◆ **Brief 1**:
In the text on Nadal and Kyrgios, do these statements agree with it: (a) Nadal is right-handed; (b) Nadal looks for tournament officials in Melbourne to shake their hands once he is out of the event; (c) Kyrgios says there is no respect between the two players? For each, answer yes or no and quote the deciding words of the text.
◆ **Brief 2**:
Extract word for word the part of the text on Nadal and Kyrgios that opens with the words containing "Nadal is, as" and closes with "coming up short.".

Nadal is a lefty, Kyrgios right-handed. The Aussie likes to stand well inside the court when returning, Nadal famously stands back beyond the baseline (though he’s moved forward lately). Nadal hits with vicious top spin. Kyrgios hits it hard and flat – and there’s little spin in his media comments, either.
Nadal is, as Rasheed put it, a “diplomat” – he seeks out tournament officials in Melbourne to shake their hands when he’s out of the event. “He respects every part of the game.” Kyrgios, well, he doesn’t always diss others – and can be generous to opponents – but he’s certainly a rebel, with or without a cause.
Kyrgios found a cause in the bushfires, and has put to rest any suggestion that he doesn’t care for others. The question, pondered regularly by Australian tennis insiders, is how much he cares to win, whether he’s willing to put it on the line – risk investing maximum effort, even if it means coming up short.
Contrasts in temperament and style are the lifeblood of tennis (see McEnroe v Borg, Sampras v Agassi), and if Kyrgios v Nadal lacks the gravitas of Federer v Nadal, it has the added, unusual spice of conflict: this pair don’t get on, though Kyrgios says there’s respect. “If we don’t like each other or whatever, I think there’s a layer of respect.”

◆ **Supplied material**:
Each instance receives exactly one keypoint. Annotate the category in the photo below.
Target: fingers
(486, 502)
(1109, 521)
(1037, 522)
==
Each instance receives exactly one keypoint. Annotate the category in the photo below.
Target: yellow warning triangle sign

◆ **Exercise solution 1**:
(a) No: "Nadal is a lefty, Kyrgios right-handed."
(b) Yes: "he seeks out tournament officials in Melbourne to shake their hands when he’s out of the event"
(c) No: "though Kyrgios says there’s respect"

◆ **Exercise solution 2**:
Nadal is, as Rasheed put it, a “diplomat” – he seeks out tournament officials in Melbourne to shake their hands when he’s out of the event. “He respects every part of the game.” Kyrgios, well, he doesn’t always diss others – and can be generous to opponents – but he’s certainly a rebel, with or without a cause.
Kyrgios found a cause in the bushfires, and has put to rest any suggestion that he doesn’t care for others. The question, pondered regularly by Australian tennis insiders, is how much he cares to win, whether he’s willing to put it on the line – risk investing maximum effort, even if it means coming up short.